WHAT THE TASK ASKS »
The records need to be set down again exactly as they appear.
══ DATA TO PROCESS
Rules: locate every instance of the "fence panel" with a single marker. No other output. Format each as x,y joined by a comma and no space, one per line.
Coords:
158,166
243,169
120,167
════
ANSWER FOR THE TASK »
Rules: locate every instance of the "fence panel" with a single marker. No other output. Format each as x,y joined by a comma and no space, one per line.
Coords:
158,166
243,169
120,167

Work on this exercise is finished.